### Source data
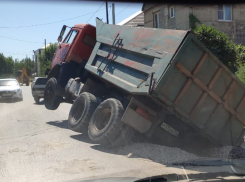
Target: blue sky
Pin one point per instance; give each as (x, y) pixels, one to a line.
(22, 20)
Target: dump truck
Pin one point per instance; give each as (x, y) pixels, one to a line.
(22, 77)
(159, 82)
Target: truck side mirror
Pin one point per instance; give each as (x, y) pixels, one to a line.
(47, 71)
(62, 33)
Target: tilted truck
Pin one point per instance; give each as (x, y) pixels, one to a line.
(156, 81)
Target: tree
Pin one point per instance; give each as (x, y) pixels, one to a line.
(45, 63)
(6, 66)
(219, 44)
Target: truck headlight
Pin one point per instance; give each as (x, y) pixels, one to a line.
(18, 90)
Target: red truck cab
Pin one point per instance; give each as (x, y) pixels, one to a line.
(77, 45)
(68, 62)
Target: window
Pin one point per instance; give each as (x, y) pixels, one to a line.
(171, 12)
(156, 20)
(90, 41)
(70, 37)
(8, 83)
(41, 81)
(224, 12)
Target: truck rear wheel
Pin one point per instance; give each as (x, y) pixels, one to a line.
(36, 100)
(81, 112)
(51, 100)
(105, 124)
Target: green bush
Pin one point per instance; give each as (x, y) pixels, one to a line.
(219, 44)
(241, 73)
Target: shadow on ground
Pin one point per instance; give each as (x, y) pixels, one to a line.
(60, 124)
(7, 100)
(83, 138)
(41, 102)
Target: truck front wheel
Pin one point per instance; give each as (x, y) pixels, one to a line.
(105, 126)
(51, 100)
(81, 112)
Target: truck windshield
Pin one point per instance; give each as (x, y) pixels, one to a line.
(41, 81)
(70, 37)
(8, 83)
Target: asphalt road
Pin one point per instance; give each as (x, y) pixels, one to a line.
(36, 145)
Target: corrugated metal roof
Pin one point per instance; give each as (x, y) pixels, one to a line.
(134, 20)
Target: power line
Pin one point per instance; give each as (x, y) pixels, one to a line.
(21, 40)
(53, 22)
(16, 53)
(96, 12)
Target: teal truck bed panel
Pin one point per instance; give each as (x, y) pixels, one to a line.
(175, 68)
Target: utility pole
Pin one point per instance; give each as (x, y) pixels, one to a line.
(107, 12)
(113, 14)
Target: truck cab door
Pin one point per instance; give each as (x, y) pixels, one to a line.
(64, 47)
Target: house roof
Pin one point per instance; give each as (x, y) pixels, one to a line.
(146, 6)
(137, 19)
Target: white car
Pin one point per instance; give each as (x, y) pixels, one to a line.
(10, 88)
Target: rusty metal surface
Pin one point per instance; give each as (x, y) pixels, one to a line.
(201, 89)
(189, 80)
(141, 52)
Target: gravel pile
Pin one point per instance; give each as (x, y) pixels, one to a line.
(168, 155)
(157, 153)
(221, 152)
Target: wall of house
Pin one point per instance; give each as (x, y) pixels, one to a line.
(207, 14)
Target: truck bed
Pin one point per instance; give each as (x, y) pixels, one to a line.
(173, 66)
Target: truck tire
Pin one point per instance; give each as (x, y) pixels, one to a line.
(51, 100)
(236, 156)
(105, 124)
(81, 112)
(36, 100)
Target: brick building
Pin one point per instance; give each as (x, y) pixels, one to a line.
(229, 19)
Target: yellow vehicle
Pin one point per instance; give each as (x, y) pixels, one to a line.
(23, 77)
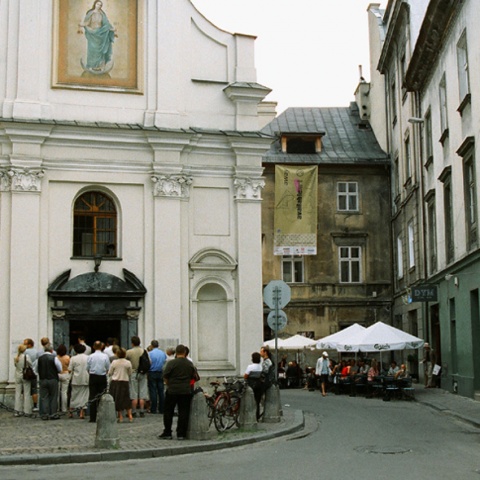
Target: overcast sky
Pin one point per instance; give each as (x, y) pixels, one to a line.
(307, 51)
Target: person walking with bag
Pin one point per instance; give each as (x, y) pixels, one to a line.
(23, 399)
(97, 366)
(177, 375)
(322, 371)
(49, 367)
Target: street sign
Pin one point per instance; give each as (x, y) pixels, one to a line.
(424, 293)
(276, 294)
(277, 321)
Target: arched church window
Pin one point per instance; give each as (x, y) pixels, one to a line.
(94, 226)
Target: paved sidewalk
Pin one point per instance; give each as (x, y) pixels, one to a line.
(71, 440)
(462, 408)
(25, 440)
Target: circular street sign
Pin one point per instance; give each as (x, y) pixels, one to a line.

### Task directions
Retype the records above exactly, starting at the line that contains "Target: truck cab door" and going through the last line, and leave out any pictures.

### Full response
Target: truck cab door
Pin one point per instance; give each as (x, y) pixels, one to a line.
(64, 47)
Target: house roof
Pin one point per instance; give each as (x, y) pixels, one to a line.
(146, 6)
(137, 19)
Target: white car
Pin one point per instance; give each as (x, y) pixels, one to a line.
(10, 88)
Target: rusty metal surface
Pin one point per instance; give each as (x, y) pixels, one to a line.
(201, 89)
(189, 80)
(141, 52)
Target: gravel pile
Pin one point per instance; give each as (x, y) pixels, one to a line.
(168, 155)
(157, 153)
(221, 152)
Target: wall of house
Pin one point per instance; give each as (x, y) pixels, one to a line.
(207, 14)
Target: truck bed
Pin one point per instance; give each as (x, y) pixels, one to a line.
(173, 66)
Target: truck tire
Pin one point per instance; give each as (x, y) pixels, one to a line.
(51, 100)
(236, 156)
(105, 124)
(81, 112)
(36, 100)
Target: brick building
Pin one point per instance; give each as (x, y) pixels, one to a line.
(229, 19)
Target: yellow vehicle
Pin one point per instance; give each as (x, y) pixels, one to a line.
(23, 77)
Target: overcast sky
Pin one point per instance; give each as (x, y) pixels, one to a line.
(307, 51)
Target: person walking with bag
Pin one point per instance; give each as (x, y) pixels, one to a line.
(23, 399)
(97, 366)
(177, 375)
(322, 371)
(49, 367)
Target: street sign
Pin one point per instance; give each as (x, y) pixels, one to a line.
(424, 293)
(276, 294)
(277, 321)
Target: arched church window
Pin one point per instance; give each as (x, y) pixels, one to a line.
(94, 226)
Target: paved sidewalk
Pin one point per instance; give each as (x, y) pixels, one to a line.
(71, 440)
(462, 408)
(25, 440)
Target: circular street sign
Pin one point per instance; give each as (x, y) pixels, one to a line.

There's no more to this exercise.